- [AIM OF THE EXERCISE]: Give every entry again, exactly.

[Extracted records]
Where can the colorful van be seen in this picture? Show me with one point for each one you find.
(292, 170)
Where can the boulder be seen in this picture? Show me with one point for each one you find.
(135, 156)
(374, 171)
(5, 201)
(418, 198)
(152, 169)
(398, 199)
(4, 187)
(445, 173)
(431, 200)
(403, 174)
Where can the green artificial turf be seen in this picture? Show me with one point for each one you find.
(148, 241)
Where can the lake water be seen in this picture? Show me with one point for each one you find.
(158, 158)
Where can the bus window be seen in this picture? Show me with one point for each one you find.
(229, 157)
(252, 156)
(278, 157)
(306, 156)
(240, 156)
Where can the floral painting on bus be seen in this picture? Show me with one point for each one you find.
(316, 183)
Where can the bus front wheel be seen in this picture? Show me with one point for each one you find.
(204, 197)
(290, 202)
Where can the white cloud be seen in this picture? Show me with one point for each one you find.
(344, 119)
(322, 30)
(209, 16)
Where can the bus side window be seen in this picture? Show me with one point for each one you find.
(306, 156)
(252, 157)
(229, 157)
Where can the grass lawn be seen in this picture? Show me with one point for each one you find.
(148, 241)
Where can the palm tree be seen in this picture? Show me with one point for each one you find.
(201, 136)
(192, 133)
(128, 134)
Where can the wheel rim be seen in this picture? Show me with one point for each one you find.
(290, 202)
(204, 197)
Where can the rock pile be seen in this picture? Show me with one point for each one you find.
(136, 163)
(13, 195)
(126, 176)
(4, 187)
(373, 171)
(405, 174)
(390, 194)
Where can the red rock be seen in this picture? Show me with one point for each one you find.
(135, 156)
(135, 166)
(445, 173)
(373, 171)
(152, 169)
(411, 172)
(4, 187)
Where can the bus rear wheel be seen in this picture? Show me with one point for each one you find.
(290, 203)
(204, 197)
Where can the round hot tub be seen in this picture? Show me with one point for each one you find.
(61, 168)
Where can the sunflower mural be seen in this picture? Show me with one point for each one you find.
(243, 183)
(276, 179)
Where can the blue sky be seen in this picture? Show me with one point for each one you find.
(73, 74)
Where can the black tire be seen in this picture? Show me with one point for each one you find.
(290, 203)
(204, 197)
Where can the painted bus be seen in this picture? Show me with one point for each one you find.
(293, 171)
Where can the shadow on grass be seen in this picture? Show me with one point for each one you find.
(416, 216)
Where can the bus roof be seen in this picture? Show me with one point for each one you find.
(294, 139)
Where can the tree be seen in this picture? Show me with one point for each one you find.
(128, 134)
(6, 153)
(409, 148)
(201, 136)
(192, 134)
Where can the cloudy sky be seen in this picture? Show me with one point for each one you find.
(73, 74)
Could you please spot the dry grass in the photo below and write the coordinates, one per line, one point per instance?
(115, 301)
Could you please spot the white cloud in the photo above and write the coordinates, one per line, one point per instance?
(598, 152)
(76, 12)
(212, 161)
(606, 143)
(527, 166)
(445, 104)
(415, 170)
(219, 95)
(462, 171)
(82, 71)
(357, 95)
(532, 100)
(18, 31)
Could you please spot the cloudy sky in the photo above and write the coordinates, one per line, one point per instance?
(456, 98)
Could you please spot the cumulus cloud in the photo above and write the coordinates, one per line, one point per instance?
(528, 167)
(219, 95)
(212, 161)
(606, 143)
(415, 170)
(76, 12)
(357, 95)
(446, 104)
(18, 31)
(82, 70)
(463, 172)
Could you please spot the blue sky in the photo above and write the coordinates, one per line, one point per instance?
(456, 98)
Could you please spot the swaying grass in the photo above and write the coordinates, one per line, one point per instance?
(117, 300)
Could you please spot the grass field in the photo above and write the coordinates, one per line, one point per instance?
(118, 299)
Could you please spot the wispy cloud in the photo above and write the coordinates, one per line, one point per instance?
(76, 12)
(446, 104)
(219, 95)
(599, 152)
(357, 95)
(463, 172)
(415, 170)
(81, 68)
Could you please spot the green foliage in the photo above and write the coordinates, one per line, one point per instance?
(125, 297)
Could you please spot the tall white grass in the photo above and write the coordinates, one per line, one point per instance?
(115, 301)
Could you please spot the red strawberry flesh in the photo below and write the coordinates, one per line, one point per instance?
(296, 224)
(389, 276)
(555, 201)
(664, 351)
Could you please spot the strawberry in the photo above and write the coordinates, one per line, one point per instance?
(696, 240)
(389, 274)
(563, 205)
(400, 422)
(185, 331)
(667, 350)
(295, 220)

- [EXPECTED ANSWER]:
Where can the colorful van be seen in this picture? Show me with one point for each one you find.
(292, 170)
Where can the boulder be seen in this picture? Show me with one point for each one you find.
(135, 156)
(374, 171)
(5, 201)
(418, 198)
(152, 169)
(398, 199)
(4, 187)
(445, 173)
(431, 200)
(403, 174)
Where can the green artificial turf be seen in this picture? Show me with one point for each one you find.
(148, 241)
Where can the lake water be seen in this picture? Show me with one point for each one you find.
(158, 158)
Where can the bus window be seen in this picture? Show me with one point for each one you find.
(229, 157)
(252, 156)
(278, 157)
(306, 156)
(240, 156)
Where can the floral painting on bus be seen in this picture? Show me with one point for each one you find.
(316, 183)
Where can the bus front wheel be seen in this picture? Show me with one point for each one you find.
(204, 197)
(290, 202)
Where can the white cloud be seen in this picture? Show me with one point for each one you find.
(344, 119)
(322, 30)
(209, 16)
Where can the bus side window be seen in this picture? Show me with one point for each one you find.
(306, 156)
(252, 157)
(229, 157)
Where can the grass lawn be seen in this picture? Show me with one point for each one you find.
(148, 241)
Where can the palm tree be seen in this picture? Show me with one point for each one you find.
(201, 136)
(192, 133)
(128, 134)
Where can the wheel rim be seen in this picture? Show me with one point for each one you find.
(290, 202)
(204, 197)
Where can the rock pile be seen in this picture? Show me with one point for each one you find.
(136, 163)
(13, 195)
(126, 176)
(4, 187)
(373, 171)
(405, 174)
(390, 194)
Where can the red rock be seen in this picture? Show me with one point for each one you find.
(135, 156)
(135, 166)
(445, 173)
(373, 171)
(152, 169)
(411, 172)
(4, 187)
Where can the bus rear wheel be seen in this picture? Show me with one point for each one you find.
(290, 203)
(204, 197)
Where can the round hot tub be seen in this picture? Show me with one point for each one you find.
(61, 168)
Where can the sunflower mural be seen in this picture? Show me with one point for each one you find.
(243, 183)
(276, 179)
Where can the blue sky be seen in this picture? Show me with one point for each one you find.
(73, 74)
Where can the black tire be seen in this picture? Show me with one point for each one you find.
(290, 203)
(204, 197)
Where can the painted bus be seen in this picture? Show me with one point for each one you find.
(293, 171)
Where can the shadow on grass be seen in this picture? Show me with one point for each one you find.
(416, 216)
Where can the bus roof be seen in this picture? Show me with one point for each one you find.
(294, 139)
Where can the tree be seen in this picture? Show me with one point for each one you find.
(128, 134)
(6, 153)
(409, 148)
(201, 136)
(192, 134)
Where can the cloudy sky be seen in this picture? Show me with one point for each one you find.
(73, 74)
Could you please spot the dry grass in the photo below and write the coordinates, one per line, one point per instance?
(115, 301)
Could you please spot the white cloud in the photo above and write the coordinates, one per line, one point per instance?
(598, 152)
(76, 12)
(212, 161)
(606, 143)
(527, 166)
(445, 104)
(415, 170)
(219, 95)
(462, 171)
(82, 71)
(357, 95)
(532, 100)
(18, 31)
Could you please spot the cloudy sky in the photo above and write the coordinates, one per line, one point per instance?
(456, 98)
Could you please spot the cumulus cloud in the photo above and write the coordinates, one per line, one point per instance?
(528, 167)
(219, 95)
(212, 161)
(606, 143)
(415, 170)
(76, 12)
(357, 95)
(446, 104)
(18, 31)
(82, 70)
(463, 172)
Could you please spot the blue sky in the photo above and write the coordinates, one per line, one point per instance?
(456, 98)
Could you please spot the swaying grass in the photo above and write the coordinates, one per line, one point per instance?
(117, 300)
Could you please spot the grass field in the photo above and write the coordinates, one per line, one point per instance?
(118, 299)
Could you please spot the wispy cloud in the photo above and write the coordinates, one per line, one point per instance?
(76, 12)
(446, 104)
(219, 95)
(599, 152)
(357, 95)
(463, 172)
(415, 170)
(81, 68)
Could you please spot the green foliage in the photo above and write the coordinates, one per line, one point per instance?
(125, 297)
Could you please spot the tall white grass in the photo above and write the coordinates, one per line, one point per instance?
(115, 301)
Could you please spot the red strawberry flesh in the photo below and write the coordinates, one per line, one point per instance?
(296, 224)
(389, 276)
(555, 201)
(664, 351)
Could you please spot the strawberry in the photo above and write the coordinates, one per line, one point per instance?
(696, 240)
(389, 274)
(563, 205)
(400, 422)
(185, 331)
(667, 350)
(295, 220)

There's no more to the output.